What this task involves
Reproduce, unaltered, the line with "of the short" along with every line that follows it in the records, up to the last.

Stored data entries
○ ○ ○

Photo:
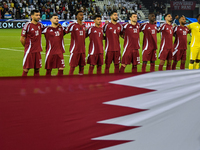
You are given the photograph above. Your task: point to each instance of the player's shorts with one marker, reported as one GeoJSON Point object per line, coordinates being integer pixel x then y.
{"type": "Point", "coordinates": [32, 60]}
{"type": "Point", "coordinates": [165, 54]}
{"type": "Point", "coordinates": [149, 55]}
{"type": "Point", "coordinates": [179, 54]}
{"type": "Point", "coordinates": [96, 59]}
{"type": "Point", "coordinates": [77, 59]}
{"type": "Point", "coordinates": [131, 56]}
{"type": "Point", "coordinates": [113, 56]}
{"type": "Point", "coordinates": [194, 53]}
{"type": "Point", "coordinates": [54, 61]}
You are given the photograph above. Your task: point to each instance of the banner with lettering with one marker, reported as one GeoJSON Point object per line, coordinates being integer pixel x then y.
{"type": "Point", "coordinates": [183, 5]}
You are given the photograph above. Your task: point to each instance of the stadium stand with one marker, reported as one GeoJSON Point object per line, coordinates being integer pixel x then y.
{"type": "Point", "coordinates": [20, 9]}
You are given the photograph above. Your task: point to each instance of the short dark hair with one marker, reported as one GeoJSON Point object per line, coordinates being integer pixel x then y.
{"type": "Point", "coordinates": [112, 12]}
{"type": "Point", "coordinates": [53, 15]}
{"type": "Point", "coordinates": [151, 13]}
{"type": "Point", "coordinates": [166, 15]}
{"type": "Point", "coordinates": [34, 11]}
{"type": "Point", "coordinates": [78, 12]}
{"type": "Point", "coordinates": [181, 17]}
{"type": "Point", "coordinates": [197, 16]}
{"type": "Point", "coordinates": [133, 14]}
{"type": "Point", "coordinates": [97, 16]}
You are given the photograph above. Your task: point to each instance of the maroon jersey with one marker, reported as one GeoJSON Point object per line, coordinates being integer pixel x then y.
{"type": "Point", "coordinates": [32, 33]}
{"type": "Point", "coordinates": [131, 36]}
{"type": "Point", "coordinates": [112, 32]}
{"type": "Point", "coordinates": [150, 36]}
{"type": "Point", "coordinates": [77, 31]}
{"type": "Point", "coordinates": [166, 36]}
{"type": "Point", "coordinates": [54, 40]}
{"type": "Point", "coordinates": [180, 34]}
{"type": "Point", "coordinates": [96, 40]}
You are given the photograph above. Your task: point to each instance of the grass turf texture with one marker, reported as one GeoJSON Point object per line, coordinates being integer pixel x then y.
{"type": "Point", "coordinates": [12, 52]}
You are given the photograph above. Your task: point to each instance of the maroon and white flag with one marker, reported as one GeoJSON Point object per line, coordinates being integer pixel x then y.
{"type": "Point", "coordinates": [152, 111]}
{"type": "Point", "coordinates": [183, 5]}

○ ○ ○

Answer for this exercise
You are given the photograph above. Your task: point to each instance of the short dark hair with one marker, reported as one GeoJSON Point object per line, coordinates being integer pixel x then y.
{"type": "Point", "coordinates": [112, 12]}
{"type": "Point", "coordinates": [53, 15]}
{"type": "Point", "coordinates": [151, 13]}
{"type": "Point", "coordinates": [166, 15]}
{"type": "Point", "coordinates": [34, 11]}
{"type": "Point", "coordinates": [78, 12]}
{"type": "Point", "coordinates": [181, 17]}
{"type": "Point", "coordinates": [197, 16]}
{"type": "Point", "coordinates": [133, 14]}
{"type": "Point", "coordinates": [97, 16]}
You are given the photograph above. Your task: point to each instance of the maroon jersey with one marker, reported as one GeoJSON Point object per line, coordinates being integer pixel x then y.
{"type": "Point", "coordinates": [32, 33]}
{"type": "Point", "coordinates": [131, 36]}
{"type": "Point", "coordinates": [112, 32]}
{"type": "Point", "coordinates": [150, 36]}
{"type": "Point", "coordinates": [77, 31]}
{"type": "Point", "coordinates": [166, 36]}
{"type": "Point", "coordinates": [54, 40]}
{"type": "Point", "coordinates": [180, 34]}
{"type": "Point", "coordinates": [96, 40]}
You are given the photograph above. Your task: point to each instance of the grass turf texture with one marker, reported as one GeoJSON Point object per line, coordinates being integer pixel x then y.
{"type": "Point", "coordinates": [12, 52]}
You are given the photograph above. Your task: point to each instance of the maroon and white flag with one marker, reported as one GeoJSON Point object per line, coordinates being integer pixel x then y.
{"type": "Point", "coordinates": [152, 111]}
{"type": "Point", "coordinates": [183, 5]}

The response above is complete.